**Stated task:**
In the passage about Spike Psarris below, list every academic field of study that is named.

BEGIN Quoted text

Puzzler for Episode 103 (same as 101): How could you tell if something was done by extraterrestrials?

Q&A: There was no Q&A for this episode.

Additional Materials:


Claim: All because someone is a creationist - a young-Earth creationist (or "YEC") to be specific - does not mean they are stupid. There are numerous YECs who have advanced degrees in a scientific field of study. One of those is not Spike Psarris, who has written extensively on astronomy and produced a video series about how he thinks astronomy supports YEC. I'm going to go through some material from a free preview of that, from his website, in this episode.

Spike Psarris

I'm not entirely sure why Mr. Psarris writes so much about astronomy, and tries to argue from the science of astronomy for the YEC viewpoint. As you'll find out in this episode, he makes many elementary mistakes. His background is this, taken from the CreationWiki website, which took its information in part from Creation Ministries International's website:

"Spike Psarris has a Bachelor's of Science in Electrical Engineering from the University of Massachusetts, and has done graduate work in Physics. For a number of years, he was an engineer in the U.S. military space program. He went into the U.S. military space program as an atheist and committed evolutionist, and came out of it as a young-earth creationist and Christian."

END Quoted text
BEGIN Records supplied

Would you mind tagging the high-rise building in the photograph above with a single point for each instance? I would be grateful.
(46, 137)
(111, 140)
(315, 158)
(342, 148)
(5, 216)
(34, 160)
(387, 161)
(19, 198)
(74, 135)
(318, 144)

END Records supplied

**Result of this task:**
Astronomy, electrical engineering, physics